- Task material -
[Start of section]
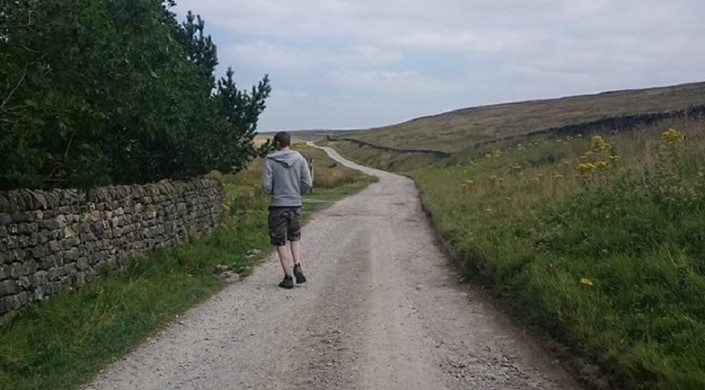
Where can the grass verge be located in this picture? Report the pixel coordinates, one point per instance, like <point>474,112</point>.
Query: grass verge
<point>63,342</point>
<point>594,242</point>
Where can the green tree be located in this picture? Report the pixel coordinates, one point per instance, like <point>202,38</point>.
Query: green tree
<point>94,92</point>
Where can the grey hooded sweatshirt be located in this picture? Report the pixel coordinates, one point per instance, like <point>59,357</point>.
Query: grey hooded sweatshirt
<point>286,177</point>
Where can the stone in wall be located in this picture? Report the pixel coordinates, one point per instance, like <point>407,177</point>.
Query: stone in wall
<point>57,238</point>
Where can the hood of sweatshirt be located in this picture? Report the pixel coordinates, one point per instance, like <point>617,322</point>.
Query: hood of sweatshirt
<point>287,158</point>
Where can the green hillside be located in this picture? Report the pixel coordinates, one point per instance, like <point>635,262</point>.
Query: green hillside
<point>593,240</point>
<point>457,130</point>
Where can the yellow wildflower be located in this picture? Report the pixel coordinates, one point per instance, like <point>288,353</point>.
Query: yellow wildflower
<point>586,167</point>
<point>671,136</point>
<point>599,143</point>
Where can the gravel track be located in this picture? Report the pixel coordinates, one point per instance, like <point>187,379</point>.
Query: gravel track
<point>382,310</point>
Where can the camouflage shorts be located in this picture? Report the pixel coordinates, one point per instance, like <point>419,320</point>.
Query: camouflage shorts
<point>284,223</point>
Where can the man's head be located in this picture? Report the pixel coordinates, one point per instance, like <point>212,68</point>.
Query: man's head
<point>282,140</point>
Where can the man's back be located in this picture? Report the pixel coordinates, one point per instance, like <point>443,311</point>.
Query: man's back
<point>286,177</point>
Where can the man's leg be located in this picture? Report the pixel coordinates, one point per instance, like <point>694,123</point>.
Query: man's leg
<point>284,259</point>
<point>294,234</point>
<point>296,251</point>
<point>277,234</point>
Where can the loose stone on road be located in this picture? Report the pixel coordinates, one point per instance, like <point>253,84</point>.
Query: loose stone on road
<point>382,310</point>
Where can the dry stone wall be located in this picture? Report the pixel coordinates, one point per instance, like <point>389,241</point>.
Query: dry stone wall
<point>52,239</point>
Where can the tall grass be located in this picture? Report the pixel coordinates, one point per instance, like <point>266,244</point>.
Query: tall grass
<point>61,343</point>
<point>597,242</point>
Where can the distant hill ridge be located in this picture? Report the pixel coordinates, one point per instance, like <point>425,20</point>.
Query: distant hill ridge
<point>457,130</point>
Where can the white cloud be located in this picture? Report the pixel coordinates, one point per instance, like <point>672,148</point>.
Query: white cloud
<point>421,56</point>
<point>279,56</point>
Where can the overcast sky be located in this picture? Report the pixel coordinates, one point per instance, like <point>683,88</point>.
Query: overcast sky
<point>365,63</point>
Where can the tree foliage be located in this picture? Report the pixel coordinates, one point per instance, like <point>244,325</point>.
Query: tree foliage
<point>98,92</point>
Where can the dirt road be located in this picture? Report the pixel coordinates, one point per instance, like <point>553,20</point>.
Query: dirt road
<point>381,310</point>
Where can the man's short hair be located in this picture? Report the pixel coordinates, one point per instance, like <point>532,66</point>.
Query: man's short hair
<point>282,139</point>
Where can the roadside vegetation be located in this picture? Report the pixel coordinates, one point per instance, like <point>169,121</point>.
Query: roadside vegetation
<point>596,242</point>
<point>102,92</point>
<point>63,342</point>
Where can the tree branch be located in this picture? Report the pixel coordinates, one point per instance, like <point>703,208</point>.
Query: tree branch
<point>12,92</point>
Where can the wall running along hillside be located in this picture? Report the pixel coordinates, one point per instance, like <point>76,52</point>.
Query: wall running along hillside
<point>51,239</point>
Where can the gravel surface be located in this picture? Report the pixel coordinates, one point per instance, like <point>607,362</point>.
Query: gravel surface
<point>382,309</point>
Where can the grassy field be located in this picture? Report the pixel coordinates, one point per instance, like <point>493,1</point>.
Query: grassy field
<point>596,242</point>
<point>63,342</point>
<point>457,130</point>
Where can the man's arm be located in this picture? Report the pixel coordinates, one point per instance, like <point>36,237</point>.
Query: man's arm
<point>267,176</point>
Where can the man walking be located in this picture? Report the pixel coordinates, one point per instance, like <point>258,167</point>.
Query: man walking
<point>286,177</point>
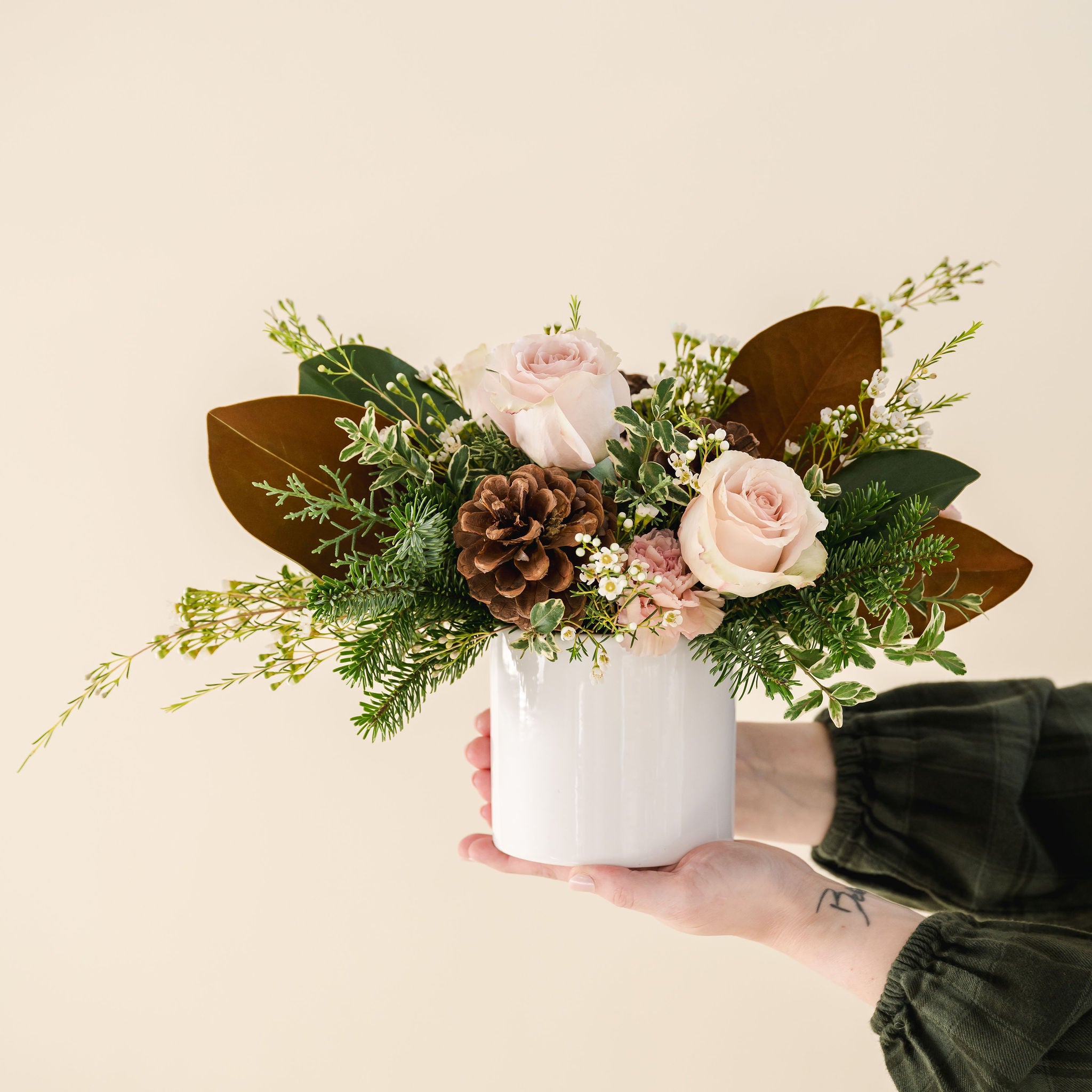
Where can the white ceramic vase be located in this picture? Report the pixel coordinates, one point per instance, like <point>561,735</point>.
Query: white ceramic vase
<point>635,770</point>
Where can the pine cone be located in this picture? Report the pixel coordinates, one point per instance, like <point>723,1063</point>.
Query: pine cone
<point>740,437</point>
<point>517,536</point>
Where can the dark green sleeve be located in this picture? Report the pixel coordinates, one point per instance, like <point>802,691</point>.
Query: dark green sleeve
<point>973,797</point>
<point>975,1006</point>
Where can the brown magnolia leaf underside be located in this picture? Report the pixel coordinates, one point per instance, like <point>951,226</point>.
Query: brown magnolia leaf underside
<point>268,439</point>
<point>802,365</point>
<point>983,563</point>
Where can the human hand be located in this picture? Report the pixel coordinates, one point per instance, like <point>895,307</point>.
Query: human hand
<point>784,780</point>
<point>742,889</point>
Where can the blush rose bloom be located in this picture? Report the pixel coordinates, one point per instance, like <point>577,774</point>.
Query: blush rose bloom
<point>753,527</point>
<point>698,611</point>
<point>553,395</point>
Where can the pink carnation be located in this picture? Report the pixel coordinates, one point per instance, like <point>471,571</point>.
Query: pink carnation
<point>696,611</point>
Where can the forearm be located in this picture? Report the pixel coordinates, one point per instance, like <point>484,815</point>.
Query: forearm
<point>785,782</point>
<point>846,934</point>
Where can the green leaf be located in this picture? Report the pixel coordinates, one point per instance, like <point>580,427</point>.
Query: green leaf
<point>652,474</point>
<point>627,459</point>
<point>664,433</point>
<point>547,615</point>
<point>950,662</point>
<point>376,366</point>
<point>663,397</point>
<point>633,422</point>
<point>934,632</point>
<point>910,472</point>
<point>604,472</point>
<point>389,476</point>
<point>895,627</point>
<point>813,700</point>
<point>458,468</point>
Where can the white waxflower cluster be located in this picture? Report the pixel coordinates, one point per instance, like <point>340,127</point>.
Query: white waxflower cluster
<point>838,420</point>
<point>878,383</point>
<point>880,305</point>
<point>608,568</point>
<point>427,372</point>
<point>449,438</point>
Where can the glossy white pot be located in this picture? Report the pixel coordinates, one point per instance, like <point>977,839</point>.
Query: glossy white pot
<point>633,770</point>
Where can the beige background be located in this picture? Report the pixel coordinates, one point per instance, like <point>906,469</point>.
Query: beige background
<point>244,896</point>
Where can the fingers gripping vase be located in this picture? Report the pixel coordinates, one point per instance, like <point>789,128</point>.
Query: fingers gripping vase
<point>635,770</point>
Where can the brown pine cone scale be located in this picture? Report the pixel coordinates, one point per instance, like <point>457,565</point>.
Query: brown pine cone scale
<point>518,534</point>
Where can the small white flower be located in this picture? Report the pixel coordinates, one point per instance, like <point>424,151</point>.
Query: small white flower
<point>612,587</point>
<point>426,372</point>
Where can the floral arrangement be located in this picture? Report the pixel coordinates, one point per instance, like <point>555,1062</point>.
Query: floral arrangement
<point>775,505</point>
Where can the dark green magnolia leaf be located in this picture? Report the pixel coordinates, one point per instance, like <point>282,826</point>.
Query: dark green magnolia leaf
<point>377,367</point>
<point>910,473</point>
<point>458,468</point>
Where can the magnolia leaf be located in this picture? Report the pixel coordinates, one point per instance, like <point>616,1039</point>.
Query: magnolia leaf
<point>983,565</point>
<point>910,472</point>
<point>802,365</point>
<point>459,467</point>
<point>268,439</point>
<point>377,367</point>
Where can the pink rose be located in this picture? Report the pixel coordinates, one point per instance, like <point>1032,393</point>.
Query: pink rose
<point>752,528</point>
<point>681,611</point>
<point>553,395</point>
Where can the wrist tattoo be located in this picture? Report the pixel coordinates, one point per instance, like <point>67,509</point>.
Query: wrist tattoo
<point>855,896</point>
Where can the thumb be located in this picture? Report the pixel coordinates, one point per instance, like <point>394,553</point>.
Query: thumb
<point>650,893</point>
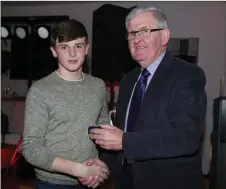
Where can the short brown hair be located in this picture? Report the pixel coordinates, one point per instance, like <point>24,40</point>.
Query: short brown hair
<point>68,30</point>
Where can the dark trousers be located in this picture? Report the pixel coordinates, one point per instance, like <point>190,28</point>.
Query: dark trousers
<point>39,184</point>
<point>126,177</point>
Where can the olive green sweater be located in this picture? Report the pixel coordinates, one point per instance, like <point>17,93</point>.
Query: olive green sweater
<point>57,116</point>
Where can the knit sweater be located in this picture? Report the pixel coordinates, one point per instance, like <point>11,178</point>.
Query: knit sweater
<point>57,116</point>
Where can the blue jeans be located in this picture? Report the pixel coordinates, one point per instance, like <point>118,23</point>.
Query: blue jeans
<point>39,184</point>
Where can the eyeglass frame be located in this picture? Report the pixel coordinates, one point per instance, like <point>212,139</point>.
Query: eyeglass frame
<point>136,32</point>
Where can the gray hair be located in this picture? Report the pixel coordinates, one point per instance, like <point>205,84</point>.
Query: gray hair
<point>159,16</point>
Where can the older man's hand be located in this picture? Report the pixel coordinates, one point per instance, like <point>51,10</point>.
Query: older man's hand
<point>108,137</point>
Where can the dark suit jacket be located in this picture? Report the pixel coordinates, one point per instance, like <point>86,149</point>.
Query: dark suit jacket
<point>164,149</point>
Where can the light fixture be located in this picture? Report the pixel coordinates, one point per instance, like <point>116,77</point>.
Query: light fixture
<point>21,32</point>
<point>4,32</point>
<point>43,31</point>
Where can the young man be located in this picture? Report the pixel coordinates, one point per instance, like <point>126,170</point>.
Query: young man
<point>59,110</point>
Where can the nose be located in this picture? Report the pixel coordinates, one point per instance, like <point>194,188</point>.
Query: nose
<point>72,52</point>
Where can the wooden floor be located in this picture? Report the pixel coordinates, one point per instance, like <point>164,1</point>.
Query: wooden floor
<point>12,182</point>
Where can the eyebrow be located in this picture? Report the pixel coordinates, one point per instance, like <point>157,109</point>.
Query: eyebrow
<point>65,44</point>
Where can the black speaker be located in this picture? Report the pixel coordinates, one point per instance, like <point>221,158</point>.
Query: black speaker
<point>31,58</point>
<point>218,140</point>
<point>111,58</point>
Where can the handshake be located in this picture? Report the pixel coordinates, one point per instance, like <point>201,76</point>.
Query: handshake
<point>94,172</point>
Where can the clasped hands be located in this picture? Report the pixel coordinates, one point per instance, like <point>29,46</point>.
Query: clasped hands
<point>97,168</point>
<point>110,138</point>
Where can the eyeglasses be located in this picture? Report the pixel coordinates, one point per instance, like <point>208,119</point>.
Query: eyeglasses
<point>141,33</point>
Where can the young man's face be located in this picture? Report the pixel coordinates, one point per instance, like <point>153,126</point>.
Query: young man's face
<point>71,55</point>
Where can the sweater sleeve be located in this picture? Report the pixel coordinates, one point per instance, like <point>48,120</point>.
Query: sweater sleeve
<point>35,127</point>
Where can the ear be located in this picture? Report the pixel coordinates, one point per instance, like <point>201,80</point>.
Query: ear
<point>87,49</point>
<point>53,52</point>
<point>165,36</point>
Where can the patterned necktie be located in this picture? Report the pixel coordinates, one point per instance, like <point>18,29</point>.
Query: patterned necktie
<point>136,100</point>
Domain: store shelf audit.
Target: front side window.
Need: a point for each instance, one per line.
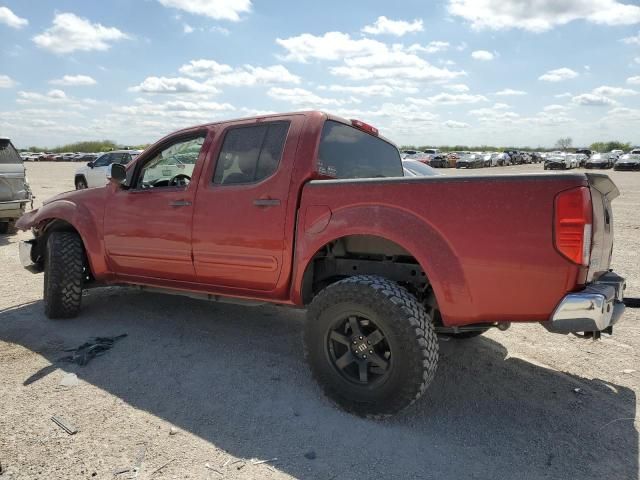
[End of section]
- Work instruction -
Set down word for word every line from the line containing "Where can the ear" through the last line of the entries, and nothing more; no pictures.

- Exercise result -
Where can the ear be located in this picture? Report the pixel coordinates, one point per instance, like <point>201,80</point>.
Query: ear
<point>87,49</point>
<point>53,52</point>
<point>165,36</point>
Where can the patterned necktie be located in this picture? Report the pixel coordinates, one point per instance, like <point>18,29</point>.
Query: patterned necktie
<point>136,100</point>
Domain: store shelf audit.
Target: front side window.
Need: a point for each instance, one per line.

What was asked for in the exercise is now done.